### [Fragmento seleccionado]
==============================
Durante la reunión, Friedman dijo a Pinochet que la única forma de erradicar la inflación y reactivar la economía era aplicar un “tratamiento de choque”: un recorte presupuestario general del 25%. Advirtió al general de que esa política supondría importantes costes a corto plazo en forma de elevado desempleo. Pero anticipó que “el periodo de graves dificultades transitorias sería breve -medido en meses- y que la recuperación posterior sería rápida”. Para apoyar sus argumentos, Friedman citó a Alemania Occidental y Japón tras la Segunda Guerra Mundial.
La visita de Friedman marcó un punto de inflexión. Hasta entonces, Pinochet estaba indeciso sobre si apoyar la visión de los Chicago Boys de una economía de mercado, o respaldar el modelo de “capitalismo de Estado” que habían defendido los oficiales nacionalistas. Pero Friedman fue tan vehemente y elocuente que Pinochet se convenció de la estrategia de austeridad fiscal extrema unida a reformas orientadas al mercado.
A partir de abril de 1975, y durante los 15 años siguientes, los Chicago Boys tuvieron vía libre para experimentar con la economía chilena. Liberaron los precios y los tipos de interés, redujeron los aranceles de importación, privatizaron cientos de empresas estatales, instituyeron vales escolares, crearon cuentas individuales de pensiones, desregularon las empresas y los bancos y ampliaron los mercados en todas partes. Aplicaron el tratamiento de choque de Friedman para equilibrar el presupuesto y reducir la inflación, reformaron la legislación laboral, redujeron el poder de los sindicatos, atrajeron a inversores extranjeros y reforzaron el Estado de derecho.
Cuando se restableció la democracia en 1990, el país tenía un aspecto muy diferente. En menos de dos décadas, los Chicago Boys habían creado una economía capitalista moderna que, tras algunos tanteos, produjo una mejora sustancial de las condiciones sociales, precios estables y una rápida reducción de la pobreza. Los nuevos dirigentes del país, elegidos democráticamente, tampoco desecharon el modelo de Chicago. Cuatro gobiernos de centro-izquierda profundizaron en las políticas de libre mercado. Aunque ampliaron los programas sociales, el llamado “modelo neoliberal” seguía siendo la base sobre la que descansaba todo lo demás.
A principios de la década de 2000, tras más de un siglo de mediocres resultados, Chile se había convertido en el país más rico de América Latina por un amplio margen, superando al resto de la región en salud, educación, esperanza de vida y otros indicadores de desarrollo humano de las Naciones Unidas. La proporción de la población que vive por debajo del umbral de la pobreza se redujo del 60% a mediados de la década de 1980 a solo el 8% en 2019. En términos de ingresos y otros indicadores económicos, Chile se parece más a un país del sur de Europa que a uno latinoamericano. Muchos hablan, comprensiblemente, de un “milagro chileno”.
Sin embargo, ese milagro tiene sus raíces en un pecado original: una dictadura que persiguió, encarceló, torturó, exilió y asesinó sistemáticamente a sus opositores. El reto para los chilenos hoy y en el futuro es seguir modernizando el modelo económico para garantizar una prosperidad generalizada, manteniendo al mismo tiempo el compromiso más firme posible con los derechos humanos y la democracia.
==============================
### [Material de origen]
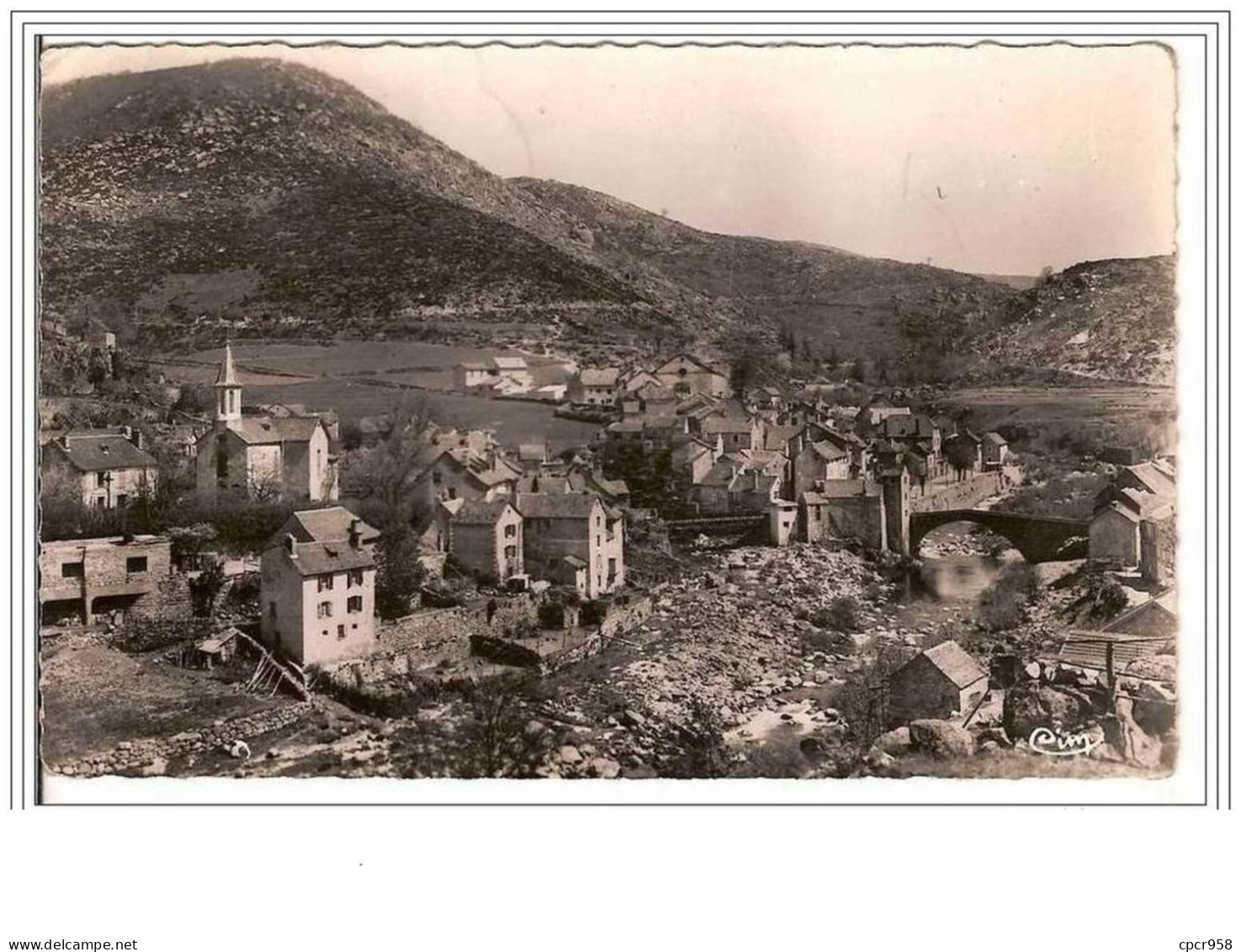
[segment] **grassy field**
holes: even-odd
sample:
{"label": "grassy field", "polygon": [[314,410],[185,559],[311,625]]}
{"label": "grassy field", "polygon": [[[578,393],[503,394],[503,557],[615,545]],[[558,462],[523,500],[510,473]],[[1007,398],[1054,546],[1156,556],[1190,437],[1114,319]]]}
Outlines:
{"label": "grassy field", "polygon": [[[442,426],[494,429],[500,442],[515,446],[546,441],[552,453],[594,441],[598,427],[561,420],[545,403],[491,400],[443,392],[453,386],[453,367],[462,361],[514,354],[500,349],[475,350],[408,340],[238,341],[233,357],[247,403],[304,403],[313,410],[335,410],[345,420],[385,413],[407,390],[375,386],[370,381],[405,384],[437,391],[429,395]],[[164,365],[171,379],[210,384],[222,349],[187,354],[192,364]],[[563,366],[550,357],[522,355],[539,382],[563,380]],[[277,374],[262,372],[264,370]],[[287,374],[289,376],[280,376]],[[413,391],[418,392],[418,391]]]}
{"label": "grassy field", "polygon": [[[292,382],[280,386],[246,387],[247,402],[305,403],[315,410],[335,410],[344,418],[359,418],[390,411],[411,391],[372,387],[347,380],[329,379]],[[417,392],[417,391],[412,391]],[[593,423],[561,420],[546,403],[517,400],[489,400],[460,393],[431,393],[436,421],[460,429],[494,429],[496,438],[516,446],[546,441],[551,453],[592,443],[599,432]]]}
{"label": "grassy field", "polygon": [[1104,446],[1134,446],[1176,452],[1172,387],[974,387],[956,390],[943,402],[968,408],[975,431],[998,429],[1018,451],[1081,456]]}
{"label": "grassy field", "polygon": [[163,664],[158,654],[48,639],[40,679],[43,758],[58,763],[288,703],[243,694],[207,671]]}

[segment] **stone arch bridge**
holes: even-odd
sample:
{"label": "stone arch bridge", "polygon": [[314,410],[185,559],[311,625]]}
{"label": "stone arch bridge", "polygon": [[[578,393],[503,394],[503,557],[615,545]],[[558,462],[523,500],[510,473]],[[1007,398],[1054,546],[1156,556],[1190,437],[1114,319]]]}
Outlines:
{"label": "stone arch bridge", "polygon": [[1085,559],[1090,523],[1077,519],[1052,519],[1020,513],[995,513],[988,509],[944,509],[910,514],[910,554],[928,532],[948,523],[974,523],[1008,539],[1028,562],[1057,562]]}

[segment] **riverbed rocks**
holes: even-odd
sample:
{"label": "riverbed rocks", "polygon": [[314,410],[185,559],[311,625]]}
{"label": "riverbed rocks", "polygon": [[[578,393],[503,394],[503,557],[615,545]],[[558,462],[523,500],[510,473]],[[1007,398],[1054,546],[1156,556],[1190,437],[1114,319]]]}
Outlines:
{"label": "riverbed rocks", "polygon": [[1014,740],[1028,740],[1039,727],[1072,730],[1090,712],[1090,700],[1080,691],[1024,683],[1004,695],[1004,731]]}
{"label": "riverbed rocks", "polygon": [[952,760],[972,756],[974,739],[964,727],[949,721],[916,720],[910,722],[910,747],[936,760]]}

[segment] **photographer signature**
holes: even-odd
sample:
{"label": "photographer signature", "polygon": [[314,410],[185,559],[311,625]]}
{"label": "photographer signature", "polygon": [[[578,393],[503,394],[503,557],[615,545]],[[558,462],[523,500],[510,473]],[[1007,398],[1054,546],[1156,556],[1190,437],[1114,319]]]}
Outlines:
{"label": "photographer signature", "polygon": [[1062,731],[1059,727],[1035,727],[1030,732],[1030,750],[1035,753],[1046,753],[1049,757],[1073,757],[1078,753],[1090,753],[1103,742],[1102,737],[1092,736],[1087,731]]}

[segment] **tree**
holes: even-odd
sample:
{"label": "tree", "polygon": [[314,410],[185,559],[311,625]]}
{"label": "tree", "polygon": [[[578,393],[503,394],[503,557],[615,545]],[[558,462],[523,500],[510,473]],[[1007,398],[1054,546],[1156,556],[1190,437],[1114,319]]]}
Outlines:
{"label": "tree", "polygon": [[505,675],[483,681],[462,727],[457,772],[463,777],[534,777],[551,746],[550,732],[530,719],[529,703],[539,693],[534,675]]}
{"label": "tree", "polygon": [[387,437],[350,467],[349,494],[387,510],[386,519],[411,515],[412,489],[426,465],[424,451],[434,427],[432,402],[410,395],[392,411]]}

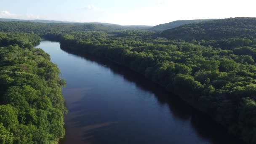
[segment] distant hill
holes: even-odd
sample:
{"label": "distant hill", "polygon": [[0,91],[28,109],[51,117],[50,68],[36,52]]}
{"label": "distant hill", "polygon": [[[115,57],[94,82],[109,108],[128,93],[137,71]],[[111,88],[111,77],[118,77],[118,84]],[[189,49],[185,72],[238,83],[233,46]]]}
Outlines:
{"label": "distant hill", "polygon": [[0,18],[0,21],[29,21],[33,22],[40,22],[42,23],[68,23],[68,24],[75,24],[78,23],[77,22],[72,21],[52,21],[52,20],[45,20],[42,19],[3,19]]}
{"label": "distant hill", "polygon": [[187,24],[165,30],[161,36],[186,41],[256,37],[256,18],[229,18]]}
{"label": "distant hill", "polygon": [[[27,20],[27,19],[3,19],[0,18],[0,21],[4,22],[9,22],[9,21],[22,21],[22,22],[37,22],[45,24],[51,24],[51,23],[62,23],[62,24],[74,24],[77,27],[77,28],[81,30],[81,28],[83,27],[79,25],[84,25],[84,26],[92,26],[91,24],[95,24],[94,28],[95,27],[104,27],[104,28],[101,27],[99,30],[103,30],[103,29],[139,29],[139,30],[146,30],[149,28],[153,27],[150,26],[144,26],[144,25],[127,25],[127,26],[122,26],[117,24],[113,24],[106,23],[102,22],[73,22],[73,21],[52,21],[52,20],[41,20],[41,19],[34,19],[34,20]],[[96,26],[97,25],[97,26]],[[85,27],[88,27],[85,26]],[[90,26],[89,26],[90,27]]]}
{"label": "distant hill", "polygon": [[192,23],[198,23],[202,21],[208,21],[216,19],[205,19],[176,21],[168,23],[160,24],[159,25],[157,25],[157,26],[153,27],[149,29],[152,30],[165,30],[166,29],[176,27],[185,24]]}

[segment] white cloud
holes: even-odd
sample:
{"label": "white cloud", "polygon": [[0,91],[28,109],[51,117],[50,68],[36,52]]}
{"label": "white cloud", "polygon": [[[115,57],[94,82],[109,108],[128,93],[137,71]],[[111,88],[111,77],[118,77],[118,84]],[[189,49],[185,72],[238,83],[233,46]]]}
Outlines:
{"label": "white cloud", "polygon": [[101,9],[93,5],[89,5],[83,9],[86,10],[91,10],[95,11],[99,11],[101,10]]}
{"label": "white cloud", "polygon": [[0,13],[0,15],[4,17],[11,17],[16,16],[17,15],[15,13],[12,13],[8,11],[1,11],[1,13]]}
{"label": "white cloud", "polygon": [[32,13],[27,13],[26,14],[26,16],[27,19],[39,19],[40,18],[39,16],[35,16]]}

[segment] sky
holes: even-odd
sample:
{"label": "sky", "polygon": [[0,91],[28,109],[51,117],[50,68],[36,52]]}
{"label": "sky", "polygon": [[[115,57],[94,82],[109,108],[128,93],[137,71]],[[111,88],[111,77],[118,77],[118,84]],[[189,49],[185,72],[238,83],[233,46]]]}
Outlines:
{"label": "sky", "polygon": [[155,26],[256,17],[255,0],[0,0],[0,18]]}

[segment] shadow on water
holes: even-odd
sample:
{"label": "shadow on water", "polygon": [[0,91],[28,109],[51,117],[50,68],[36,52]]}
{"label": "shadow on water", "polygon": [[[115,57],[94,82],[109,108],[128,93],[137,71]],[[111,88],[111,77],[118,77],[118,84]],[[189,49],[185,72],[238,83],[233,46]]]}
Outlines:
{"label": "shadow on water", "polygon": [[[82,53],[76,52],[63,48],[61,48],[61,49],[68,53],[74,54],[76,56],[79,56],[88,61],[96,62],[102,66],[109,67],[111,71],[119,75],[126,80],[134,83],[136,87],[144,91],[153,93],[160,105],[168,106],[170,112],[174,115],[175,118],[181,121],[189,121],[191,125],[195,130],[195,131],[197,133],[197,135],[199,136],[201,139],[205,140],[203,142],[201,143],[191,142],[187,143],[244,144],[244,142],[238,140],[237,138],[228,134],[226,128],[216,123],[208,116],[189,106],[176,96],[165,91],[163,88],[144,78],[139,74],[106,60],[101,59],[91,56]],[[86,93],[86,90],[84,90],[83,91],[84,94]],[[106,95],[107,94],[106,93]],[[82,99],[85,98],[82,98]],[[81,100],[80,101],[83,101],[83,100]],[[113,120],[112,121],[107,122],[104,121],[104,118],[101,118],[100,115],[91,115],[88,117],[89,115],[87,115],[86,109],[81,109],[81,107],[83,107],[83,105],[85,104],[84,104],[77,101],[73,104],[75,106],[70,107],[70,107],[70,110],[77,112],[76,112],[75,115],[72,117],[69,121],[75,122],[76,126],[83,128],[81,129],[81,131],[84,134],[83,136],[84,142],[115,143],[116,141],[123,141],[125,143],[131,143],[131,141],[129,139],[133,139],[133,137],[136,137],[133,136],[136,136],[135,135],[137,133],[132,133],[129,132],[119,131],[117,128],[117,127],[122,128],[122,126],[120,125],[118,122],[115,121],[116,119],[114,118],[115,117],[112,117],[113,116],[107,116],[109,117],[108,120]],[[96,106],[95,106],[95,108],[97,109]],[[108,110],[105,110],[107,113]],[[129,116],[127,117],[128,117]],[[96,120],[97,120],[96,121]],[[115,131],[117,133],[123,133],[121,135],[124,136],[123,137],[115,137],[115,136],[112,135],[113,133],[108,134],[110,128],[111,129],[111,131]],[[148,132],[147,130],[145,131],[141,131],[142,133],[147,133]],[[170,135],[171,135],[171,133]],[[127,135],[128,135],[128,138],[126,137]],[[153,137],[154,136],[148,136],[149,137]],[[152,138],[150,139],[151,141],[147,140],[148,138],[141,138],[139,139],[133,139],[133,141],[136,141],[138,143],[165,143],[164,141],[161,141],[161,140],[158,141],[158,140],[152,141]],[[187,139],[186,137],[183,138]],[[175,143],[175,141],[173,141],[173,143]]]}

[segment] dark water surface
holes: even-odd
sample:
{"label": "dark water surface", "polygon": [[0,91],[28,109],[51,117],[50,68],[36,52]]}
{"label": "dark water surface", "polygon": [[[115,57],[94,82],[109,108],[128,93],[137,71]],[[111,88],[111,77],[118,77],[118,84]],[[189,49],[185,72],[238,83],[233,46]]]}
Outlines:
{"label": "dark water surface", "polygon": [[67,85],[61,144],[241,144],[208,117],[137,74],[104,61],[41,48]]}

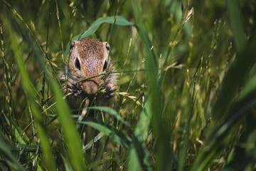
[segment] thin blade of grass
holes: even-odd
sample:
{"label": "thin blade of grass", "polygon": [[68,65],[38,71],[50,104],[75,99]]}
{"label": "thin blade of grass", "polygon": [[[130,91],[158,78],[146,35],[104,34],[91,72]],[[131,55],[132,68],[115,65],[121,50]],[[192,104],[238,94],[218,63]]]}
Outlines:
{"label": "thin blade of grass", "polygon": [[159,87],[158,85],[159,78],[157,77],[158,64],[155,55],[151,48],[151,43],[144,29],[143,21],[141,16],[142,12],[137,1],[133,1],[135,19],[139,27],[137,27],[138,33],[144,43],[144,51],[146,53],[146,66],[149,68],[146,73],[147,80],[149,81],[150,94],[149,96],[151,100],[149,105],[149,110],[152,112],[153,128],[155,130],[155,136],[157,137],[156,143],[156,170],[169,170],[171,169],[171,150],[169,144],[170,135],[166,132],[164,128],[164,122],[161,108],[159,95]]}
{"label": "thin blade of grass", "polygon": [[[7,24],[8,22],[5,23]],[[9,24],[8,23],[7,24]],[[9,28],[11,27],[9,26]],[[55,170],[55,163],[54,162],[55,160],[53,160],[53,156],[51,153],[50,145],[47,137],[46,128],[44,127],[43,123],[43,118],[38,110],[39,108],[36,103],[36,99],[34,97],[35,93],[33,91],[33,88],[31,86],[28,74],[26,71],[25,65],[22,59],[22,56],[18,49],[18,41],[14,36],[15,34],[9,34],[11,43],[15,54],[16,61],[21,72],[22,80],[21,83],[23,85],[23,88],[24,88],[24,90],[28,97],[28,102],[31,104],[32,112],[35,115],[35,118],[36,118],[37,130],[39,133],[40,142],[42,146],[43,155],[45,156],[44,160],[46,163],[46,167],[48,170]]]}
{"label": "thin blade of grass", "polygon": [[122,118],[121,115],[118,115],[118,113],[117,113],[117,112],[116,110],[114,110],[112,108],[110,108],[110,107],[106,107],[106,106],[92,106],[92,107],[88,107],[87,109],[89,109],[89,110],[92,109],[92,110],[102,110],[103,112],[107,113],[112,115],[112,116],[114,116],[115,118],[117,118],[117,119],[120,120],[124,125],[126,125],[128,128],[129,128],[129,123],[127,123]]}
{"label": "thin blade of grass", "polygon": [[122,132],[117,130],[115,128],[112,127],[110,125],[104,124],[102,121],[89,118],[85,118],[82,120],[79,120],[78,117],[79,116],[74,117],[78,123],[82,123],[91,126],[96,130],[104,133],[107,136],[113,139],[124,148],[130,148],[132,139]]}
{"label": "thin blade of grass", "polygon": [[[25,170],[25,169],[20,165],[17,162],[17,159],[11,153],[10,147],[11,147],[11,142],[6,138],[6,136],[0,130],[0,152],[5,157],[7,165],[11,170]],[[10,145],[7,145],[9,142]]]}
{"label": "thin blade of grass", "polygon": [[246,81],[249,68],[255,63],[255,58],[250,56],[241,55],[244,53],[246,46],[246,40],[242,29],[242,24],[240,17],[240,10],[236,0],[227,0],[228,9],[231,21],[231,28],[234,36],[237,58],[233,66],[225,76],[220,95],[213,110],[213,117],[216,120],[220,120],[225,115],[238,91]]}
{"label": "thin blade of grass", "polygon": [[[78,131],[75,127],[75,124],[73,122],[73,120],[71,119],[68,105],[67,102],[63,98],[63,95],[60,90],[60,88],[56,82],[56,80],[53,78],[49,71],[46,68],[43,58],[43,53],[41,53],[41,51],[38,50],[38,47],[35,45],[34,42],[32,41],[29,35],[26,34],[23,31],[22,27],[19,26],[18,23],[17,26],[18,26],[18,29],[17,30],[19,30],[21,31],[23,38],[24,38],[24,41],[31,48],[33,53],[35,53],[37,61],[41,68],[43,71],[43,72],[45,72],[46,76],[48,80],[50,89],[55,95],[57,102],[56,109],[60,115],[60,122],[63,125],[62,129],[65,135],[64,137],[66,141],[66,145],[68,147],[68,160],[70,161],[72,167],[74,168],[74,170],[84,170],[85,169],[85,162],[82,152],[82,147],[81,142],[79,139]],[[33,93],[31,93],[33,94]],[[35,103],[35,101],[33,101],[33,103]],[[41,113],[39,113],[38,115],[41,115]],[[43,125],[42,125],[42,126],[44,128]],[[41,136],[41,135],[40,135],[40,137]],[[54,160],[50,159],[50,157],[47,159],[51,160],[51,162],[54,162]],[[52,166],[53,167],[54,165],[53,164]]]}
{"label": "thin blade of grass", "polygon": [[[248,45],[244,49],[241,56],[243,58],[254,58],[255,45],[256,43],[256,32],[254,33]],[[252,60],[252,59],[251,59]],[[233,68],[234,70],[234,68]],[[228,79],[230,79],[233,76],[229,75]],[[248,81],[245,86],[245,89],[241,92],[238,97],[238,100],[232,105],[233,108],[228,112],[225,120],[216,127],[210,135],[205,146],[201,149],[198,156],[196,158],[193,170],[206,170],[213,160],[214,157],[221,151],[225,143],[229,140],[230,130],[246,113],[245,112],[256,103],[256,84],[255,78],[253,77],[251,81]],[[223,111],[223,113],[224,111]]]}

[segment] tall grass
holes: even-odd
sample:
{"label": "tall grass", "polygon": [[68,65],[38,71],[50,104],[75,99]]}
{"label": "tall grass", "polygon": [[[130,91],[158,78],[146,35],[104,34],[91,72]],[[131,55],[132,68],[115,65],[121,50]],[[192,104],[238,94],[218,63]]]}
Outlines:
{"label": "tall grass", "polygon": [[[253,1],[24,3],[0,1],[1,170],[255,170]],[[81,120],[58,72],[88,36],[120,85]]]}

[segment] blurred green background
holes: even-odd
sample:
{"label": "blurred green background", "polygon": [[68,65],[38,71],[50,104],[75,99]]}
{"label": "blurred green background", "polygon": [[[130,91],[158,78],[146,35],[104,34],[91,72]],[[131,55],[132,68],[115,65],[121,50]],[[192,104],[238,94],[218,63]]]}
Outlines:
==============================
### [Objetivo del ejercicio]
Enumera todas las acciones que, según el fragmento sobre la economía chilena, la dictadura cometió sistemáticamente contra sus opositores.

### [Respuesta]
- Los persiguió.
- Los encarceló.
- Los torturó.
- Los exilió.
- Los asesinó.